+++ EXCERPTED PASSAGE

Which is safer: flying, or driving? Rationally speaking, it’s no contest. Commercial air travel in the United States is incredibly risk-free. In 2008, the U. S. fatality rate was less than 1 per billion passenger trips. In comparison, America’s roads are a veritable slaughterfest, prematurely ending some 50,000 lives every year.
Unfortunately, people don’t make decisions based on pure reason. To the brain’s subconscious fear centers, flying looks like a very bad bet indeed. Trapped in a narrow metal tube, dangling at precipitous heights with no apparent mechanism to keep us there — it’s no wonder that 20 percent of the public suffers from fear of flying.
So here’s the paradox. If we allow our emotion of fear to overcome our rational decision-making, we actually put ourselves at a vastly greater risk of having those fears come true.
In 2005, Garrick Blalock and two colleagues attempted to measure this effect. In a paper entitled “The Impact of 9/11 on Road Fatalities: The Other Lives Lost to Terrorism,” they focused on the time period when a spooked public, suddenly (but temporarily) extra aversive to air travel, took to the roads instead. Blalock and his co-authors estimated that by actually increasing their exposure to fatal crashes, Americans wound up suffering 1200 extra fatalities — more, the authors pointed out, than died in the 9-11 air crashes themselves.
This paradoxical dynamic poses a challenge for safety officials. Making the public too aware of potential danger can ironically drive them to far more dangerous behaviors. And enacting safety measures can also put them at increased risk. One of the reasons that parents are not required to strap infants into car seats on airline flights, for example, is that the expense of the additional seat would cause many of them to drive to their destination instead, with the projected loss of more children’s lives.

++++++

- [ACTIVITY]: Write out the passage on the safety of flying versus driving, starting at "In 2005, Garrick" and ending at "air crashes themselves.". The items that come next have no connection to the text.

+++ MATERIAL SUPPLIED

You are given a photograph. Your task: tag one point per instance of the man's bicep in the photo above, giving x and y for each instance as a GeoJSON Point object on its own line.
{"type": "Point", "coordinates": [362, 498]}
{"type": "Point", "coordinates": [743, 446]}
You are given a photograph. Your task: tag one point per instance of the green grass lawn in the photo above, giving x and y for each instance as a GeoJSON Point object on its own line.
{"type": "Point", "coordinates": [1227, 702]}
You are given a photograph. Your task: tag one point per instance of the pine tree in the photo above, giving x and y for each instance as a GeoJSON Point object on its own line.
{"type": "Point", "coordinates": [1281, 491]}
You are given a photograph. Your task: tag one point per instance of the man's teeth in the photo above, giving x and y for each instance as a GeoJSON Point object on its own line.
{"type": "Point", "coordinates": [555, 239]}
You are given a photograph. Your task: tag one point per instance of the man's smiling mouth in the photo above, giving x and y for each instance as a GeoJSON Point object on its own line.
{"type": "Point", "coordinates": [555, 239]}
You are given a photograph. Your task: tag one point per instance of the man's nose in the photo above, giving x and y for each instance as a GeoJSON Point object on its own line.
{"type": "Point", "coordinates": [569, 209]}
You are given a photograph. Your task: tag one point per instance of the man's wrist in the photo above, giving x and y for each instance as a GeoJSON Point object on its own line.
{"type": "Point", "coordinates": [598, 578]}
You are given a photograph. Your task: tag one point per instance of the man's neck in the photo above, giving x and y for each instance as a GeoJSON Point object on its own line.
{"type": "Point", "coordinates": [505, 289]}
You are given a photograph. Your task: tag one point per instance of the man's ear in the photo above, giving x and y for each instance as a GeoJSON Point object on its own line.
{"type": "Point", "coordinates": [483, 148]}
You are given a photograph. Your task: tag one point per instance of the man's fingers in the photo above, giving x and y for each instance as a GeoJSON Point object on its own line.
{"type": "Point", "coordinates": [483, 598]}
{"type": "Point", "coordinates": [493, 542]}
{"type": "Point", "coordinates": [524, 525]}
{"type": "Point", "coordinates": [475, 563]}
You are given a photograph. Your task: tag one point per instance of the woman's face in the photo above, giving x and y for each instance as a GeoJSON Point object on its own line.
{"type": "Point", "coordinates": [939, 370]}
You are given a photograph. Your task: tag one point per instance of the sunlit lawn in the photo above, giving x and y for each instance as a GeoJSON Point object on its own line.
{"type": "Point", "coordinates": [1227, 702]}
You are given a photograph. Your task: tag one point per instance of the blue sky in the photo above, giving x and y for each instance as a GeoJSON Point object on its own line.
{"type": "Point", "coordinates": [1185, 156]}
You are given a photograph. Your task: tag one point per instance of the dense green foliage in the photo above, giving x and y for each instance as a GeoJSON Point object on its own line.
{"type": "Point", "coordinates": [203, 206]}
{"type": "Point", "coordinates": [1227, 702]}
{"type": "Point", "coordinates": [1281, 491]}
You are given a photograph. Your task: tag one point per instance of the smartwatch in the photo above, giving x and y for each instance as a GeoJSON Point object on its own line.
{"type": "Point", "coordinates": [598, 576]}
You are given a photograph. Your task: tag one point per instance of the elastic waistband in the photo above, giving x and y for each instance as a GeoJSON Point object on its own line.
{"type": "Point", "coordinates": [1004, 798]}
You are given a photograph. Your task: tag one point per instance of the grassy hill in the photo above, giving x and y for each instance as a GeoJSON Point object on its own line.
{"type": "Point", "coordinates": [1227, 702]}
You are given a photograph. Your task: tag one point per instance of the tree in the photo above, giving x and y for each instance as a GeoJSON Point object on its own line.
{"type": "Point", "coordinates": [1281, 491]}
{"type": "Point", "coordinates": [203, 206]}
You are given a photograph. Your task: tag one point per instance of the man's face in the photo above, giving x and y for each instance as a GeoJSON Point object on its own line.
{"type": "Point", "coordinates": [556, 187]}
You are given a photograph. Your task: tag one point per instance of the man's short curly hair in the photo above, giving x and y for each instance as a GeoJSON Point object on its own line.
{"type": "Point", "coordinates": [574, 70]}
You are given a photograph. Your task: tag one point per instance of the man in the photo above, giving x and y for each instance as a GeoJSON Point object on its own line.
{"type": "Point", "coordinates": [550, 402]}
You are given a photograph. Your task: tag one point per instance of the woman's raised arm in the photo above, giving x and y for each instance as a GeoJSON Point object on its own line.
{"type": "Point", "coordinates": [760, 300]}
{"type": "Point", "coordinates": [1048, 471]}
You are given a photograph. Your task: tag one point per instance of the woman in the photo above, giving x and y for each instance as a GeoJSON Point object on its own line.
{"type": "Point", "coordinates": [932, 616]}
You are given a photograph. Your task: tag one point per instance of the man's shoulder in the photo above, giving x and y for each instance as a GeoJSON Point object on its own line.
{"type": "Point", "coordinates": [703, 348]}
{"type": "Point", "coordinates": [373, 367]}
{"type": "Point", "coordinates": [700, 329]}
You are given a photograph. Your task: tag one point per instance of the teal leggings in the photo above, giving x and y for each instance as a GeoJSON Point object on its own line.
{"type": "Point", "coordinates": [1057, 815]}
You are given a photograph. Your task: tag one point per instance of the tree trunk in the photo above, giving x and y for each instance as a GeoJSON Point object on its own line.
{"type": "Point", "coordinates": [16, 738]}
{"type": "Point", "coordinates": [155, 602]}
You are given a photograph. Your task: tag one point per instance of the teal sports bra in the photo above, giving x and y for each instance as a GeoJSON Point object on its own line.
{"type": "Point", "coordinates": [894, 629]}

++++++

- [ANSWER BOX]:
In 2005, Garrick Blalock and two colleagues attempted to measure this effect. In a paper entitled “The Impact of 9/11 on Road Fatalities: The Other Lives Lost to Terrorism,” they focused on the time period when a spooked public, suddenly (but temporarily) extra aversive to air travel, took to the roads instead. Blalock and his co-authors estimated that by actually increasing their exposure to fatal crashes, Americans wound up suffering 1200 extra fatalities — more, the authors pointed out, than died in the 9-11 air crashes themselves.